REQUEST. Copy out the listing exactly.

Raw records.

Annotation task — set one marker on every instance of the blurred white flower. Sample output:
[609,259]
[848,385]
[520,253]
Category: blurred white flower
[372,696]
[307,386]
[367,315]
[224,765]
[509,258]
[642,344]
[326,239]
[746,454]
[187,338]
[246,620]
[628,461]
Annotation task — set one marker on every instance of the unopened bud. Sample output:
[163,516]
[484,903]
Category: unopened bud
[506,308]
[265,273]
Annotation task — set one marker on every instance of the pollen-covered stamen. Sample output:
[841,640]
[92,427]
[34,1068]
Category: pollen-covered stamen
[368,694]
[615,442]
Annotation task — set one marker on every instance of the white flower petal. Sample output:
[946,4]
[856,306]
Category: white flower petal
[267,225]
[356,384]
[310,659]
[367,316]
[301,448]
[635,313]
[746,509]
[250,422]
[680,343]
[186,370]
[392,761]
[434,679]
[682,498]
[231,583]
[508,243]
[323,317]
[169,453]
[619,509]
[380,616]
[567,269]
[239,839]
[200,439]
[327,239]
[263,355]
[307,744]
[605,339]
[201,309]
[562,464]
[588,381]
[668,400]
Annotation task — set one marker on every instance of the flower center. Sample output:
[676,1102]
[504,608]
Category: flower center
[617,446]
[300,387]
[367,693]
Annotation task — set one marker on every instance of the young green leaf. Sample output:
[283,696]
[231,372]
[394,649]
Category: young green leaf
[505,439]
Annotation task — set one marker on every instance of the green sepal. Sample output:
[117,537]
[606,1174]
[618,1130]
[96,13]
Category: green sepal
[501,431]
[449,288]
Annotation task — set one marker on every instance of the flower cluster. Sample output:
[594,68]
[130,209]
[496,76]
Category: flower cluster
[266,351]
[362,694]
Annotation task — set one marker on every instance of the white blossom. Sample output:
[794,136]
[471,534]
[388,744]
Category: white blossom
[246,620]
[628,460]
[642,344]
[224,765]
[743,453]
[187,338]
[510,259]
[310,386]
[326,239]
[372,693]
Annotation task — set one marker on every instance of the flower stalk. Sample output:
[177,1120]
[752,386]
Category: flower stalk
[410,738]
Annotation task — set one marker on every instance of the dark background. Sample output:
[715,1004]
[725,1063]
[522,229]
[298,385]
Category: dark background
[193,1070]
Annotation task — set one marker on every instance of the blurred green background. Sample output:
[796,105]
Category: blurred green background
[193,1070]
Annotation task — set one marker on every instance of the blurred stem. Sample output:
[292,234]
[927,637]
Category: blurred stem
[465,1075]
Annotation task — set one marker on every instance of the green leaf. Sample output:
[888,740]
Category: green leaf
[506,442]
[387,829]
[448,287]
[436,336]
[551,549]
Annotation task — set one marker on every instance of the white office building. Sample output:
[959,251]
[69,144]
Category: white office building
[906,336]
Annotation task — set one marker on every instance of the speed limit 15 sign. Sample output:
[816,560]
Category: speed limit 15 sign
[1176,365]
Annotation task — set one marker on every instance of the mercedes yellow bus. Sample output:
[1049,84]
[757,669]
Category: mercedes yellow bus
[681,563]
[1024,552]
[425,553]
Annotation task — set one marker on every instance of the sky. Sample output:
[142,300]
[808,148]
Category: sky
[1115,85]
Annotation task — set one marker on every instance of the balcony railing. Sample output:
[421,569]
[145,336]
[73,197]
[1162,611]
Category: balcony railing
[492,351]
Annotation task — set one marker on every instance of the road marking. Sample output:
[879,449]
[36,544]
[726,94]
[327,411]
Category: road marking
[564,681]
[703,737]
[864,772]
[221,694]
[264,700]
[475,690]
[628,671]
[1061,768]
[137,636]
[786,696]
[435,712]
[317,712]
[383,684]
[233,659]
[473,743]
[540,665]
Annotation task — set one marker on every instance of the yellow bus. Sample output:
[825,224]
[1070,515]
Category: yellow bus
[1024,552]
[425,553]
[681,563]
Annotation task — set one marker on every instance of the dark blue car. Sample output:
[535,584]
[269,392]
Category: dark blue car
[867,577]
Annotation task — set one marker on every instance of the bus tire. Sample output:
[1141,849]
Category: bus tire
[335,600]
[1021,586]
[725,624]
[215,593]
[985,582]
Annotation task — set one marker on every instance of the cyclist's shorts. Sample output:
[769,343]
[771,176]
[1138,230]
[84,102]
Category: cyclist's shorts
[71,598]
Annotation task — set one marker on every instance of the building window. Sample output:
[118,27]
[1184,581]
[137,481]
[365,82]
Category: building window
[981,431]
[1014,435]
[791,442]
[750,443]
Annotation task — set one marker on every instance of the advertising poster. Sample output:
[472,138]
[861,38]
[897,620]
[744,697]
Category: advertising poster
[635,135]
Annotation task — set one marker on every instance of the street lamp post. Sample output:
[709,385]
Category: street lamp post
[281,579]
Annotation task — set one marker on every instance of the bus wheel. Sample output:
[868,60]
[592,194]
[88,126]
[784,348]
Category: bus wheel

WRITTEN RESPONSE.
Annotation task — set one marker on every instance of the blurred white flower. Sample output:
[609,259]
[848,385]
[520,253]
Category: blurred white flower
[372,696]
[307,386]
[367,315]
[224,765]
[509,258]
[642,344]
[326,239]
[746,454]
[187,338]
[246,620]
[628,461]
Annotation task — set one marker on every instance of the unopened bud. Sample output:
[163,516]
[484,903]
Category: unopened bud
[506,308]
[265,273]
Annotation task — set one marker on every instance of the pollen-covered stamen. Sample output:
[841,640]
[92,427]
[34,1068]
Category: pollen-covered stamen
[368,694]
[615,442]
Annotation task — set one marker on every instance of the white flower petal. Sample output:
[946,4]
[856,306]
Category: white flower petal
[267,225]
[356,384]
[310,659]
[367,316]
[301,448]
[635,313]
[746,509]
[250,422]
[680,343]
[186,370]
[392,761]
[434,679]
[682,498]
[231,583]
[508,243]
[323,317]
[169,453]
[619,509]
[380,616]
[567,269]
[239,839]
[200,439]
[327,239]
[263,355]
[307,744]
[605,339]
[201,309]
[562,464]
[588,381]
[668,400]
Annotation task — set one marker on every instance of the flower center. Sample output:
[676,1102]
[504,608]
Category: flower center
[617,446]
[300,387]
[367,693]
Annotation task — set one marker on every instance of the young green leaf. Sample output:
[283,696]
[231,372]
[394,649]
Category: young green leaf
[505,439]
Annotation task — set one marker on every instance of the green sepal. Sample output:
[117,537]
[606,1174]
[618,1130]
[96,13]
Category: green sepal
[501,431]
[449,288]
Annotation task — set one marker on every instance of the flower cluster. Sample output:
[594,68]
[130,209]
[496,76]
Category: flower cluster
[266,351]
[362,694]
Annotation task — set one marker on every instance of the white blossom. Sample output:
[794,136]
[471,534]
[388,744]
Category: white blossom
[246,620]
[628,460]
[642,344]
[224,765]
[743,453]
[187,338]
[510,259]
[310,386]
[326,239]
[372,693]
Annotation task — set one marker on every instance of the flower stalk. Sample output:
[177,1120]
[752,386]
Category: flower stalk
[410,738]
Annotation task — set one marker on every instance of the dark background. Sample output:
[715,1004]
[725,1063]
[522,229]
[298,385]
Category: dark background
[193,1070]
Annotation task — set one marker on every instance of the blurred green background. Sample output:
[796,105]
Category: blurred green background
[193,1070]
Annotation task — set one marker on every instance of the blurred stem. Sample output:
[292,234]
[927,637]
Category: blurred stem
[465,1075]
Annotation task — set one marker on every instance of the green leaf. Sample output:
[888,740]
Category: green leaf
[506,442]
[387,829]
[448,287]
[436,336]
[551,549]
Annotation task — set one marker on every instance of the white office building. Sample output:
[959,251]
[69,144]
Category: white office building
[906,336]
Annotation task — set one marker on every instance of the speed limit 15 sign. Sample output:
[816,560]
Category: speed limit 15 sign
[1176,365]
Annotation task — set one marker on every instance of the mercedes yellow bus. Sample output:
[1049,84]
[757,669]
Category: mercedes yellow bus
[681,563]
[1024,552]
[425,553]
Annotation task — set one marker on every instance of the sky. Sample output:
[142,300]
[808,148]
Category: sky
[1115,85]
Annotation task — set one marker on every instance of the balcony railing. Sample output:
[421,569]
[145,336]
[73,197]
[1162,611]
Category: balcony railing
[492,351]
Annotation task — set one marker on every instance of the road marking. Sample output:
[879,449]
[36,544]
[726,94]
[327,411]
Category: road marking
[564,681]
[703,737]
[864,772]
[221,694]
[264,700]
[475,690]
[628,671]
[1061,768]
[137,636]
[786,696]
[435,712]
[317,712]
[383,684]
[233,659]
[473,743]
[540,665]
Annotation task — set one marker on every instance of the yellow bus. Sample output:
[825,224]
[1070,515]
Category: yellow bus
[1024,552]
[425,553]
[681,563]
Annotation task — set one marker on every instance of the dark blue car. Sample output:
[535,584]
[269,392]
Category: dark blue car
[867,577]
Annotation task — set one marker on every instance of the bus tire. Sample output:
[1141,849]
Category: bus tire
[335,600]
[1021,586]
[725,624]
[215,593]
[985,582]
Annotation task — set one marker on every instance of the cyclist's shorts. Sample output:
[769,343]
[771,176]
[1138,230]
[84,102]
Category: cyclist's shorts
[71,598]
Annotation task — set one marker on every instance of the building window. Sample output:
[118,27]
[1184,581]
[137,481]
[365,82]
Category: building window
[981,431]
[1014,435]
[791,442]
[750,443]
Annotation task — set one marker on every instance of the advertising poster. Sample output:
[472,138]
[861,38]
[897,620]
[744,697]
Category: advertising poster
[635,135]
Annotation task — set one marker on every instance of the street lamp post. Sample output:
[709,385]
Category: street lamp post
[281,579]
Annotation task — set one marker on every instance of the bus wheel. Sample output:
[868,60]
[592,194]
[88,126]
[784,348]
Category: bus wheel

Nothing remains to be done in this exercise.